**REQUIRED TASK**.
Copy the records below exactly as they appear.

**DATASET CONTENT**.

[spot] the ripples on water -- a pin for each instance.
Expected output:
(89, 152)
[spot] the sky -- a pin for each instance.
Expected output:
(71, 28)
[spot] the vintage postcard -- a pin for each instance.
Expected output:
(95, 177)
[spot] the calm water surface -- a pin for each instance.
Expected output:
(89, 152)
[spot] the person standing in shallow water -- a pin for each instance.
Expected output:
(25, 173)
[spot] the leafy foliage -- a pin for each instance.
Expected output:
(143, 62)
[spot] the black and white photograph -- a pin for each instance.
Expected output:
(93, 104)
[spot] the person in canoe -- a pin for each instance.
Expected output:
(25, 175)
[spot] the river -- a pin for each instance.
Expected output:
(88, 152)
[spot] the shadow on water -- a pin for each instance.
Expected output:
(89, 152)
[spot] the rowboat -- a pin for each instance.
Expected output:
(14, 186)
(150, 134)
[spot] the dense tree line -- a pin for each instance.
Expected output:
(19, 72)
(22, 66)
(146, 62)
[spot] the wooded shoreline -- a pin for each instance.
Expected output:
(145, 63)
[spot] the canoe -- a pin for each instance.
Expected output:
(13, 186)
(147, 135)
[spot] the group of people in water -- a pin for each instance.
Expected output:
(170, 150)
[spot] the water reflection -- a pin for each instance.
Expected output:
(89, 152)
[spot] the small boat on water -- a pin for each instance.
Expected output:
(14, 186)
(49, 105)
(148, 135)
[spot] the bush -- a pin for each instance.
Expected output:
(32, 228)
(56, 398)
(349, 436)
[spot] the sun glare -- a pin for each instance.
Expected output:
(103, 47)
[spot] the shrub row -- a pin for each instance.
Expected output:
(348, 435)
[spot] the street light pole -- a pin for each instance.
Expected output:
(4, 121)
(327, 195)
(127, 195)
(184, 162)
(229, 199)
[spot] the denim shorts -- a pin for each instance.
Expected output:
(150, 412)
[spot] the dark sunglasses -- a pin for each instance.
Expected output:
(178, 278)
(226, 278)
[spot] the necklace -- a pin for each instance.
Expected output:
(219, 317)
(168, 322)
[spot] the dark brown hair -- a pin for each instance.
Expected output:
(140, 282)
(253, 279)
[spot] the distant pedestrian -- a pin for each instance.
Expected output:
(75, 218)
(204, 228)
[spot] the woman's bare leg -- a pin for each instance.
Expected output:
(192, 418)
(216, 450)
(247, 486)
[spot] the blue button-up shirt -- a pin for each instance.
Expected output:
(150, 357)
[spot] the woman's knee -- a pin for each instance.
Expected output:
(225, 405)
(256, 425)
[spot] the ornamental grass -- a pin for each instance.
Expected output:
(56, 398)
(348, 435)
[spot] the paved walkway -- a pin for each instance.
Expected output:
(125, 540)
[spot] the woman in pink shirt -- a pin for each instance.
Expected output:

**SOLUTION TO THIS PROBLEM**.
[spot] the ripples on water -- a pin for each instance.
Expected output:
(89, 152)
[spot] the sky -- a pin for each instance.
Expected output:
(71, 28)
[spot] the vintage postcard -- a pin for each instance.
Expected output:
(95, 177)
[spot] the calm water surface -- a pin for each instance.
Expected output:
(89, 152)
[spot] the person standing in shallow water -- a pin for each instance.
Expected output:
(25, 173)
[spot] the leafy foliage -- a pin for each instance.
Expected output:
(143, 62)
[spot] the black and white photograph -- a pin for each instance.
Expected output:
(93, 104)
[spot] the person in canoe -- a pin for each instance.
Expected output:
(25, 175)
[spot] the river -- a pin for each instance.
Expected output:
(88, 152)
[spot] the shadow on water -- a pin for each instance.
Expected output:
(89, 152)
[spot] the rowboat -- a pin for each instance.
Expected output:
(14, 186)
(150, 134)
[spot] the dense tree line -- a pin for each instance.
Expected output:
(19, 72)
(22, 66)
(146, 62)
[spot] the wooded shoreline -- a pin for each instance.
Expected output:
(145, 63)
[spot] the canoe -- a pin for each instance.
Expected output:
(13, 186)
(147, 135)
[spot] the group of people in water -- a pin for each instance.
Expected output:
(170, 150)
[spot] the water reflection -- a pin for each instance.
Expected output:
(89, 152)
[spot] the small boat on water -- a pin for each instance.
Expected output:
(14, 186)
(49, 105)
(148, 135)
[spot] the bush -- a pin for each instance.
Expected output:
(32, 228)
(56, 398)
(349, 436)
[spot] the sun glare -- a pin for each instance.
Expected output:
(103, 47)
[spot] the shrub row -- a pin for each instance.
Expected output:
(348, 435)
[spot] the street light pole -- a pin for each instance.
Expected output:
(4, 121)
(327, 195)
(127, 195)
(184, 162)
(229, 199)
[spot] the denim shorts -- a pin for each instance.
Expected output:
(150, 412)
[spot] the dark sunglasses -- a pin for each instance.
Expected output:
(178, 278)
(226, 278)
[spot] the necklace -- a pin for each instance.
Expected output:
(219, 317)
(168, 322)
[spot] the dark brown hair -- a pin for each instance.
Expected output:
(140, 282)
(253, 279)
[spot] the distant pedestrian -- a pin for each instance.
Expected output:
(75, 218)
(204, 228)
[spot] the woman's bare leg -- a pin for each instance.
Expected output:
(192, 418)
(216, 450)
(247, 486)
[spot] the blue button-up shirt -- a pin for each instance.
Expected output:
(150, 357)
[spot] the woman's knee -- a pin for each instance.
Expected output:
(225, 405)
(256, 425)
[spot] the ornamental grass -- a pin for each instance.
Expected output:
(56, 398)
(348, 435)
[spot] the paved walkway -- a pin for each instance.
Expected output:
(125, 540)
[spot] the woman in pink shirt -- a pin for each instance.
Expected output:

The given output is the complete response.